The Voice of St. Louis became a sort of farm club. “CBS started bringing in its own managers, its top prospects to work at KMOX before it went off to the bigger leagues in Chicago and New York,” Absher says.

At the same time that most of KMOX’s promising GMs headed either east or north, most of KMOX’s network programming came from there. “Sponsors would get the programming they wanted,” Absher explains.

So KMOX played a lot of live hillbilly music—That’s what they called it then!” Absher assures—like furniture retailer Uncle Dick Slack’s Barn Dance. That lasted into the ’40s.

By the end of World War II network programming had changed. Essentially soap operas aired during the day, variety shows like Jack Benny at night.

And so it went into the ’50s, when everything changed. Bob Hyland had been a star salesman for KXOK. He took over sales at KMOX.

“Bob Hyland was Mr. KMOX from the time he came on in sales in 1951 until he died in March of 1992, at 71,” Absher says. “He lived, breathed, slept and ate KMOX.

“And he ran it, not New York.”

He ran it right from the start. Absher, who has a website about the history of radio in St. Louis, tells how Hyland ignored his superiors when the station moved to Hampton Avenue at the beginning of his reign. “New York wanted to control everything, even wall color in the offices.”

How many details are there to moving an office? That’s how many memos New York sent to Hyland. The same number Hyland thoughtfully placed in file 13.

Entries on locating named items
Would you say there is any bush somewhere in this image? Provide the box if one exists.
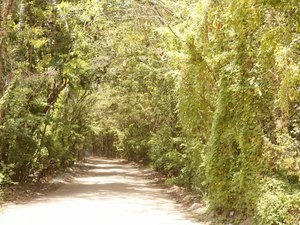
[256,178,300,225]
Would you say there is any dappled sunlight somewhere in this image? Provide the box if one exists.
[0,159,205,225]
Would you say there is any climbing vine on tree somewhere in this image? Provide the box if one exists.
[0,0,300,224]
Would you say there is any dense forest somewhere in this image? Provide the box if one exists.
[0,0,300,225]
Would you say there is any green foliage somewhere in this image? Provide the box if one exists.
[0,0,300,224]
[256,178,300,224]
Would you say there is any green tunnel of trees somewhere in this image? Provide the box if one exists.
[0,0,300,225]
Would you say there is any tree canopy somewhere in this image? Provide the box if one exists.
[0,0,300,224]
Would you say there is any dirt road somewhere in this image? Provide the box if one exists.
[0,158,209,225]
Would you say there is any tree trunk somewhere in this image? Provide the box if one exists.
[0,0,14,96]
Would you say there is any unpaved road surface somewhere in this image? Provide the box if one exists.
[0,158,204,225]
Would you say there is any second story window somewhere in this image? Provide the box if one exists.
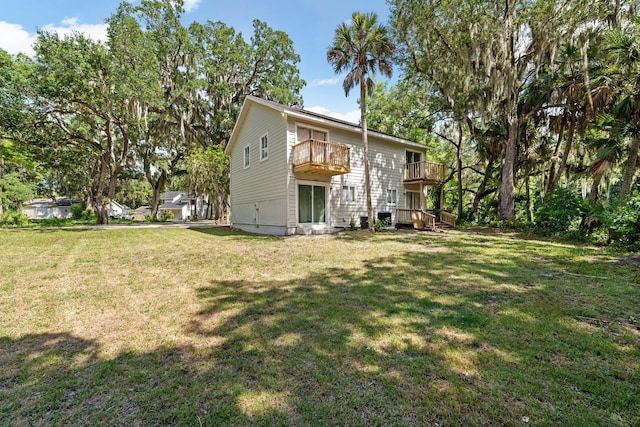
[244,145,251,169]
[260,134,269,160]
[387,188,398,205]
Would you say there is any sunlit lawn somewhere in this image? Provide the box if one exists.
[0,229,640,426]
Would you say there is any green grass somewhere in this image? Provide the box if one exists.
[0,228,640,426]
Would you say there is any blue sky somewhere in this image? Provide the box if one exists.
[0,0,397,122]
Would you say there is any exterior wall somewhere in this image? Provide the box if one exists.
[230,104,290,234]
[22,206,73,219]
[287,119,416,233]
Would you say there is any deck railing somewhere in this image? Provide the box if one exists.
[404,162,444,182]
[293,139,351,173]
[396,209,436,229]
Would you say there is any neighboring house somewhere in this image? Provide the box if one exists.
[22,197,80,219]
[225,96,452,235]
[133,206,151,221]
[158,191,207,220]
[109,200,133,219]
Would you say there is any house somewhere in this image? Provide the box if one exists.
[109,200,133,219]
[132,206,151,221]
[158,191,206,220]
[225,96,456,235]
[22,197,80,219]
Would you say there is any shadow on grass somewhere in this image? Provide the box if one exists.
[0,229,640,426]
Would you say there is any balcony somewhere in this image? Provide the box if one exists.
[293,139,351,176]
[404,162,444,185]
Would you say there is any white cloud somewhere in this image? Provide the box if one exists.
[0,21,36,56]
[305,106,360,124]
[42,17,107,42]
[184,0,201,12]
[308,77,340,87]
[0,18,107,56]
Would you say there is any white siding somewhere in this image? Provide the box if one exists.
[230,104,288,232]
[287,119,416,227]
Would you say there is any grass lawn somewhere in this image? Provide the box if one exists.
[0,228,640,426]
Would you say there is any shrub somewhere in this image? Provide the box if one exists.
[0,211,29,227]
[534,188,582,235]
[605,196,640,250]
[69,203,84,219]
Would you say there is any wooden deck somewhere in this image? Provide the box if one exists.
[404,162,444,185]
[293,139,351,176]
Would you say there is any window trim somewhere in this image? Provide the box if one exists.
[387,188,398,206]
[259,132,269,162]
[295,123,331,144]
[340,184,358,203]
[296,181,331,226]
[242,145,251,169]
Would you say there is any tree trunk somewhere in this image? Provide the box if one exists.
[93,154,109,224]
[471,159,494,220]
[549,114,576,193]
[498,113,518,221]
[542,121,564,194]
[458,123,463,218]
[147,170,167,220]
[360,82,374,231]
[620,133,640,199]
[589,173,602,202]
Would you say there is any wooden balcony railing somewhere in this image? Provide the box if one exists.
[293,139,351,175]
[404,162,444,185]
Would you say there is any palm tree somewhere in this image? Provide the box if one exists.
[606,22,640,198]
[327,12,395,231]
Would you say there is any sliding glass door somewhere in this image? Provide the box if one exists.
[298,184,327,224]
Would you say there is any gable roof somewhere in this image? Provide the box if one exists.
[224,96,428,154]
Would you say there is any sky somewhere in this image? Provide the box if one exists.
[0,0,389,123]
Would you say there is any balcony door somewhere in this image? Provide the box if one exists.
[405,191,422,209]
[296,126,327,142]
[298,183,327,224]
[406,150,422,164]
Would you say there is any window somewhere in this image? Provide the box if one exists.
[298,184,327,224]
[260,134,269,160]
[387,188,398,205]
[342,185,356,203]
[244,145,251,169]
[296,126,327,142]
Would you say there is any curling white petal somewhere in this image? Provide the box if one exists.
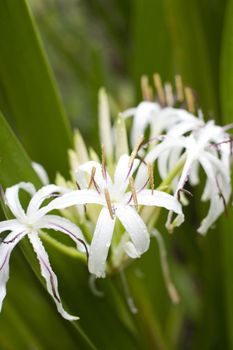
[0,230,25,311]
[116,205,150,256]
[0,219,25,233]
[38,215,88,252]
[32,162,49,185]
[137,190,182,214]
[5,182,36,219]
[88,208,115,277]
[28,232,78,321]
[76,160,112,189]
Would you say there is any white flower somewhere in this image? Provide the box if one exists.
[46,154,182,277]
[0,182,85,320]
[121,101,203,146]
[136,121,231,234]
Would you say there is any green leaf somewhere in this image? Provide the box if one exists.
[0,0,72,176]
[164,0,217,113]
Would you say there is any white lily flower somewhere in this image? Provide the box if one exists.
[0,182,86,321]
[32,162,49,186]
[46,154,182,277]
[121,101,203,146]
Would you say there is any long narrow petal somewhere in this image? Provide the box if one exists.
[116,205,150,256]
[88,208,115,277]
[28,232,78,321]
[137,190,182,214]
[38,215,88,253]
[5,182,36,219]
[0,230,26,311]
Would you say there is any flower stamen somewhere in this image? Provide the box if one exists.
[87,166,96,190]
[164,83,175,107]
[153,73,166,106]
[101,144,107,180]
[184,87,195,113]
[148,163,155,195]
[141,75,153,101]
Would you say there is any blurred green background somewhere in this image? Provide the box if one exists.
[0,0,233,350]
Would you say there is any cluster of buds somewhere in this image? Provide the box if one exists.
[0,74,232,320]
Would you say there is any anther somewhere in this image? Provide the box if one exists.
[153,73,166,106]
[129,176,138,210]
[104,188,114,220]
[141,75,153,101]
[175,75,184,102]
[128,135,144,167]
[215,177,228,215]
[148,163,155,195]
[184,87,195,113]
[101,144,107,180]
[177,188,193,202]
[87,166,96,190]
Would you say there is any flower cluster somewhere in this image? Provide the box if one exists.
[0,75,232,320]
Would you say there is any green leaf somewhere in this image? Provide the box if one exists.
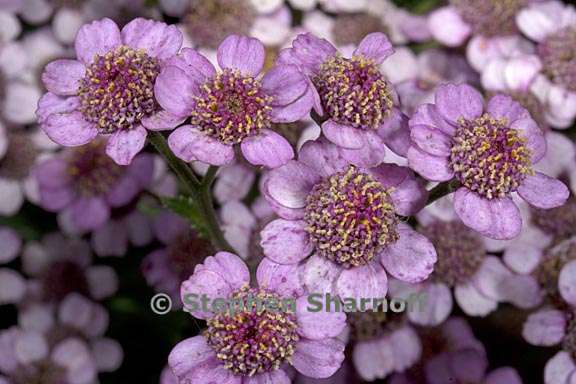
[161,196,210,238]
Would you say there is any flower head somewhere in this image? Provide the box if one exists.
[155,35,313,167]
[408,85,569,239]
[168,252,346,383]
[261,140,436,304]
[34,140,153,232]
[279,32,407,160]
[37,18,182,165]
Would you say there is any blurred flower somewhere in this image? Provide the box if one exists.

> EXERCISE PROMPT: Extend the passage on the history of KMOX, starting right after its final sentence.

> FINAL ANSWER:
“He hired his own architects and interior designers, totally ignoring New York,” Absher says. “And when their executives came out for the grand opening, they were just laudatory over how everything turned out. That was vintage Hyland.”

Absher cites another, perhaps the ultimate bookend, example of Hyland’s defiance: “He was 71 when he died. CBS policy called for mandatory retirement at 65.

“He did what he felt was right,” Absher says, “no matter what CBS said. St. Louis and KMOX trumped anything that New York said. KMOX was truly the Voice of St. Louis.”

In his most enduring decision, Hyland introduced the At-Your-Service talk format on Feb 29, 1960.

The current vice president and general manager at KMOX says she never knew Hyland personally. Perhaps that’s because she was too busy running a batch of KMOX competitors.

Like Hyland, Carroll started her radio career in sales. “It was a great education, and I loved the exposure to all forms of the business from automotive ads to brand introductions.”

That was the middle ’70s. Her first general manager position came in 1983 at what is now KYKY FM 98.1. With ownership expanding its holdings to include KSD FM 93.7, KSD AM 550, KEZK FM 102.5, and KFNS AM 590, her responsibilities expanded.

CBS/Infinity acquired the group in 1998. Carroll explained their identity: “CBS is a brand name.”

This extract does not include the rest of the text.